Rewrite the items from the line with "Task: point out every instance of the striped" through the end of the items, changing each "marker" to "dot" and leaving everything else as it is.

> [MATERIAL FOR THIS EXERCISE]
########################################

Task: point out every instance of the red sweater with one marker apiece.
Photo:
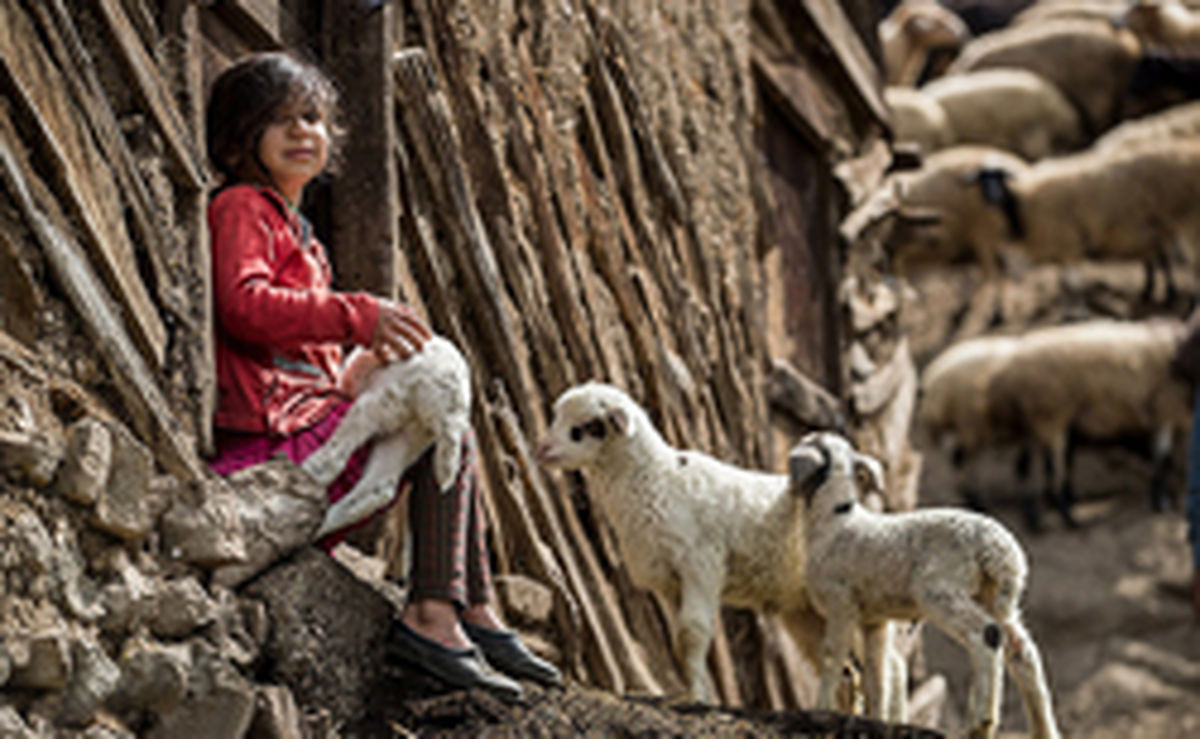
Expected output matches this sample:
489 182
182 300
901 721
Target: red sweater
280 326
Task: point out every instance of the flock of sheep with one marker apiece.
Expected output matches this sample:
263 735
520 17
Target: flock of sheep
1021 151
1060 131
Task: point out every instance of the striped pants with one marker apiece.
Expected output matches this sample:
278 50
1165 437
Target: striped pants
449 547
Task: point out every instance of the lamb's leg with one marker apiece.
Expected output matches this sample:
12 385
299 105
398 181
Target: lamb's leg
389 458
355 428
1161 457
699 602
841 620
969 624
895 708
877 666
1025 665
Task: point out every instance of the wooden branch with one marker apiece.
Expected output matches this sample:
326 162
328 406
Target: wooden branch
154 92
265 20
873 394
181 22
133 379
85 85
431 128
365 202
619 60
861 70
39 90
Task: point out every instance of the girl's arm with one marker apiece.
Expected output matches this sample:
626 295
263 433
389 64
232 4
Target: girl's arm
252 310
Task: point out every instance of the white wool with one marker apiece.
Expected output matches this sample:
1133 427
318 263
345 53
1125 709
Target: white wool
694 529
405 408
961 571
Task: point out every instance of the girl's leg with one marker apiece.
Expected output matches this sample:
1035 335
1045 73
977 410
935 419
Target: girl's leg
450 574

########################################

> [SOLUTION TO THIS TASK]
Task: point out every instance of the striped pants with one dot apiece.
Expected output matches this sample:
278 50
1165 437
Target: striped pants
449 547
Task: point out every instance of the lamb's leg with one dot apiece.
Expected output matches this sample:
12 385
299 105
398 181
Target: lamb's leg
389 458
355 428
1161 457
699 602
841 620
969 624
895 708
877 666
1025 665
Task: point out every instance of the wooden branch with one dot apiece.
Expected output matches this sample:
326 162
328 406
Target: wooden branch
154 92
265 20
873 394
181 22
133 379
85 85
431 128
365 202
619 60
861 70
39 90
Task: point out every instance of the girl's arm with one dot apiece.
Expected output matches this sample:
626 295
263 433
389 64
232 4
Target: girl's arm
252 310
Task: point out every instance of the white wool with one dot apiece.
Expected output matches this sample:
1133 427
318 263
345 53
1125 709
Target: white wool
694 529
405 408
961 571
Task: point out every instance of the girl's leg with one dot apiece.
Expected output matches this sample:
1035 335
1045 73
977 410
935 419
Target: girl's leg
450 574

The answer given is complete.